(Named-object pointing records)
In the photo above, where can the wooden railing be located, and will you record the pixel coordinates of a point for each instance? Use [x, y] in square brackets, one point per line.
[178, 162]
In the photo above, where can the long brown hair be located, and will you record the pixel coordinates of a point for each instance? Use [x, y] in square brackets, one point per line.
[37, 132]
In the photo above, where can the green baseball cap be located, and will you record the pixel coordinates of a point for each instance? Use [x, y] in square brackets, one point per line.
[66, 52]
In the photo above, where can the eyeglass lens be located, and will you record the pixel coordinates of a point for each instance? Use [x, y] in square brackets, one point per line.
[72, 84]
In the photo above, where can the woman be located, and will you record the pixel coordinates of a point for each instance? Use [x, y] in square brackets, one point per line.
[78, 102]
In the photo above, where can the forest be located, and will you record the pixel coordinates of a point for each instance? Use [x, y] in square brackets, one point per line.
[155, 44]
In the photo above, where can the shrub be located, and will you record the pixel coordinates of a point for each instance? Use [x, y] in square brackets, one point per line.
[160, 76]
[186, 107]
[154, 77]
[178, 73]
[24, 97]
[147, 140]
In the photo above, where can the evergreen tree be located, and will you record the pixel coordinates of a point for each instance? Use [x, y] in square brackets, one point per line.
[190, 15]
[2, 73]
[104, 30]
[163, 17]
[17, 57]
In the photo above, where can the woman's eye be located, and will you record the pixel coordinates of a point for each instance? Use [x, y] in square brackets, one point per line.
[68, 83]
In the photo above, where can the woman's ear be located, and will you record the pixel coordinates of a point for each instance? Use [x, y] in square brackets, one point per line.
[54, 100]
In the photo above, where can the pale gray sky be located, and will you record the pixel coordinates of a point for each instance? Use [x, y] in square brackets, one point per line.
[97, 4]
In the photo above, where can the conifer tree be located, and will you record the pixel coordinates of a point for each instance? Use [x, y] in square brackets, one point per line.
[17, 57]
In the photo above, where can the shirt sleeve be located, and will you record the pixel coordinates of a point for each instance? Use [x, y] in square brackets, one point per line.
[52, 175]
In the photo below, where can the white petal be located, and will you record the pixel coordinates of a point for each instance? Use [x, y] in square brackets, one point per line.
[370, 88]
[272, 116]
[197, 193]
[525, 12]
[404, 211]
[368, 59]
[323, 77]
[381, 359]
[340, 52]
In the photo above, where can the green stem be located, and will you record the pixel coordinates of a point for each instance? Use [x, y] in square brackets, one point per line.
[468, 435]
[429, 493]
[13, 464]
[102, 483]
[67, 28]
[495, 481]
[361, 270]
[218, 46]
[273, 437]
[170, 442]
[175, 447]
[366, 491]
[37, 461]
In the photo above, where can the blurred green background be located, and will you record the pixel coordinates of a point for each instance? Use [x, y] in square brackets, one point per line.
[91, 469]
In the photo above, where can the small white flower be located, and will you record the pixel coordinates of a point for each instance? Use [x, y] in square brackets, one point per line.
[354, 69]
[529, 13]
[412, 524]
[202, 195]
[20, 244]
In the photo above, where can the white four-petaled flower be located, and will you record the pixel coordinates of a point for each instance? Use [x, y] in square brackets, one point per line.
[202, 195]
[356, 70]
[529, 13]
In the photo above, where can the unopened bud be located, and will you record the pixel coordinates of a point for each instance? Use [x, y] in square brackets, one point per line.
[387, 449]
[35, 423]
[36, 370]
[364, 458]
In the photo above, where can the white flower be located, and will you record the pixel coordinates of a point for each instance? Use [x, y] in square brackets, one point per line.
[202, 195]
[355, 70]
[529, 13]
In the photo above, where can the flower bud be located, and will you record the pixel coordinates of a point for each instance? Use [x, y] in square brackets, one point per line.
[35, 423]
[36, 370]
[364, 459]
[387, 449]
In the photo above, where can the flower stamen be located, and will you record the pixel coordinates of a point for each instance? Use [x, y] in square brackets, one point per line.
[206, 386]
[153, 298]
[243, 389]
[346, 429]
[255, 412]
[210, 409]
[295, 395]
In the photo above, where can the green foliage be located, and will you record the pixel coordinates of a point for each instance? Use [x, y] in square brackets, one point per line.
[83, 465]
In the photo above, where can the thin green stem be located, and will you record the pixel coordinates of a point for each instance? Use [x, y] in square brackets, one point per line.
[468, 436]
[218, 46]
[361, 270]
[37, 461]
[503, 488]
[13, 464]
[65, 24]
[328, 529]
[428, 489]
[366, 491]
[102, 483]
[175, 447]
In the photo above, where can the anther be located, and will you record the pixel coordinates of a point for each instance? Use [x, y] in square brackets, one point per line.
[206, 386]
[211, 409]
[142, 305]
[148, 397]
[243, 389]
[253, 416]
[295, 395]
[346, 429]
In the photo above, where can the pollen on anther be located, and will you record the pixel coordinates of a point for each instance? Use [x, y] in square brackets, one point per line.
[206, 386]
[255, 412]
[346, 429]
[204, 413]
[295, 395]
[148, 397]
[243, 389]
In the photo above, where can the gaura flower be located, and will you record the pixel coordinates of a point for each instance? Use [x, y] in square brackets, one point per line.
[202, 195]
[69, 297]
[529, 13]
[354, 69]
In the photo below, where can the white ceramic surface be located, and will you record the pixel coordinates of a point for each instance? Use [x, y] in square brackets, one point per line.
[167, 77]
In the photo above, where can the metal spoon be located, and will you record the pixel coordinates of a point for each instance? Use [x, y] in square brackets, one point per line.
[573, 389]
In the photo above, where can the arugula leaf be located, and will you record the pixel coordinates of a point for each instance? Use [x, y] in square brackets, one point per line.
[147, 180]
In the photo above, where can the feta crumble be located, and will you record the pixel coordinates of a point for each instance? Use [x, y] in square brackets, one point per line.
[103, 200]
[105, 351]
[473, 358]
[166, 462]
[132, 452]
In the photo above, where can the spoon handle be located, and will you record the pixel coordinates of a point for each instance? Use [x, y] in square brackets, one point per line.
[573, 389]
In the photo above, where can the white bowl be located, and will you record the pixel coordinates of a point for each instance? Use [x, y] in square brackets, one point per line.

Do this —
Your task is to repeat the data exactly; please include every line.

Answer to the exercise —
In the photo above, where can the wooden railing be located, and will you record the pixel coordinates of a point for each instance? Use [x, y] in square brackets, one point per line.
[178, 162]
In the photo above, where can the long brown hair be located, and will you record the pixel coordinates of a point for each instance? Use [x, y] in square brackets, one point per line.
[37, 132]
In the photo above, where can the green baseball cap be located, and will you record the pixel coordinates of a point for each instance? Use [x, y] in square brackets, one point per line.
[66, 52]
In the photo above, where can the eyeglass lens be located, and will you record the pixel coordinates of a point for each instance? Use [x, y] in square brackets, one point per line.
[72, 84]
In the photo above, where can the woman be located, and will you record the pixel coordinates of a point for each instance? Use [x, y] in square brackets, one point per line.
[78, 102]
In the photo above, where can the forest be located, and will you record the pixel coordinates of a point for each instance? Use [x, y] in square brackets, one point per line.
[155, 44]
In the photo above, where can the shrub be located, and will you record the pixel coordinates of a point for each instance? Use [x, y] in square brackets, one point per line.
[160, 76]
[186, 107]
[154, 77]
[178, 73]
[24, 97]
[147, 140]
In the photo above, where can the evergreen tree be located, and will you record the pixel coordinates of a point for each instance? Use [x, y] in square brackets, one point per line.
[190, 15]
[2, 73]
[104, 30]
[163, 17]
[17, 57]
In the photo above, where can the woman's eye be located, and will you record the pixel coordinates of a point for each instance? Use [x, y] in square brackets, one point per line.
[68, 83]
In the photo above, where can the woman's ear be located, and will you record the pixel coordinates of a point for each instance? Use [x, y] in square brackets, one point per line.
[54, 100]
In the photo above, where can the pale gray sky be located, and will you record the pixel coordinates of a point for each instance? Use [x, y] in square brackets, one point per line.
[97, 4]
In the photo above, where can the conifer tree be located, and will you record the pixel coordinates of a point for each instance? Use [x, y] in square brackets, one point per line.
[17, 57]
In the photo above, where can the shirt sleeve be located, and will you record the pixel coordinates of a point for each instance? Use [x, y] in square brackets, one point per line.
[52, 175]
In the photo below, where can the white petal be located, and will you record the pixel coordinates of a point for each instance? Use [x, y] in square brackets, one point per line.
[370, 88]
[272, 116]
[197, 193]
[525, 12]
[404, 211]
[368, 59]
[323, 77]
[381, 359]
[340, 52]
In the photo above, where can the green stem be located, and will you record the pixel coordinates of a point for each instance? Use [x, y] in square brackets, one point per line.
[468, 435]
[429, 493]
[13, 464]
[102, 483]
[67, 28]
[495, 481]
[361, 270]
[218, 46]
[273, 437]
[170, 442]
[175, 447]
[366, 491]
[37, 461]
In the photo above, where can the blurred green background be located, and will you record the pixel coordinates of a point for each instance? Use [x, y] in square brackets, one point per line.
[91, 469]
In the photo above, where can the small white flower be located, and will you record the pixel coordinates of a point for each instance? Use [x, y] in square brackets, one point per line.
[354, 69]
[529, 13]
[412, 524]
[202, 195]
[20, 244]
In the photo above, where can the white four-petaled flower be located, and will you record the pixel coordinates of a point for each instance? Use [x, y] in square brackets, one point per line.
[202, 195]
[356, 70]
[529, 13]
In the photo above, where can the unopened bud be located, and will you record the pixel coordinates of a point for each instance? Use [x, y] in square brackets, one point per line.
[387, 449]
[35, 423]
[36, 370]
[364, 458]
In the photo above, where can the white flower be located, and will you record the pixel coordinates of a point for each instance? Use [x, y] in square brackets, one point per line.
[202, 195]
[355, 70]
[529, 13]
In the photo above, where can the flower bud be located, and will you record the pixel coordinates of a point for each instance? Use [x, y] in square brackets, one point per line.
[35, 423]
[36, 370]
[364, 459]
[387, 449]
In the photo above, where can the flower stamen be located, and will you record the pixel coordinates of a point for each instance? Use [x, y] in square brackets, one point per line.
[206, 386]
[153, 298]
[243, 389]
[346, 429]
[255, 412]
[210, 409]
[295, 395]
In the photo above, where can the green foliage be located, and will you record the pixel coordinates of a point for each instance? Use [x, y] in square brackets, one point per line.
[83, 465]
In the photo above, where can the thin green stem be located, and will you record the pixel coordinates of a point for each instance? Use [x, y] in square brackets, one point per line.
[468, 436]
[218, 46]
[361, 270]
[37, 461]
[503, 488]
[13, 464]
[65, 24]
[328, 529]
[428, 489]
[366, 491]
[102, 483]
[175, 447]
In the photo above, where can the anther be located, and will you record the pixel coordinates of a point for each instance? Use [x, y] in square brackets, one point per line.
[206, 386]
[211, 409]
[142, 305]
[148, 397]
[243, 389]
[253, 416]
[295, 395]
[346, 429]
In the photo above, where can the pollen on anther be located, and will you record the pixel coordinates of a point for each instance? Use [x, y] in square brackets, one point per line.
[206, 386]
[255, 412]
[346, 429]
[204, 413]
[295, 395]
[148, 397]
[243, 389]
In the photo above, where can the gaura flower be located, and will you record the pixel coordinates of a point for each instance? Use [x, y] in square brackets, one point per line.
[202, 195]
[69, 297]
[529, 13]
[354, 69]
In the photo below, where can the white ceramic surface be located, and will you record the pixel coordinates of a point for each instance? Use [x, y] in square brackets, one point per line.
[167, 77]
In the photo above, where can the metal spoon be located, and will you record the pixel coordinates of a point for each instance? Use [x, y] in square brackets, one point per line.
[573, 389]
In the photo above, where can the arugula leaf be located, and will you record the pixel coordinates of a point for each instance? Use [x, y] in square brackets, one point per line.
[147, 180]
In the photo above, where can the feta crumble be located, and will you record the pixel coordinates of a point for each instance? Use [x, y] in square brackets, one point per line.
[103, 200]
[105, 351]
[473, 358]
[166, 462]
[132, 452]
In the photo above, where can the spoon handle be located, and will you record the pixel coordinates of a point for each instance? Use [x, y] in square brackets, one point per line.
[573, 389]
In the photo above, where can the white bowl be located, and will you record the pixel coordinates of a point for each instance? Use [x, y] in square brackets, one point per line.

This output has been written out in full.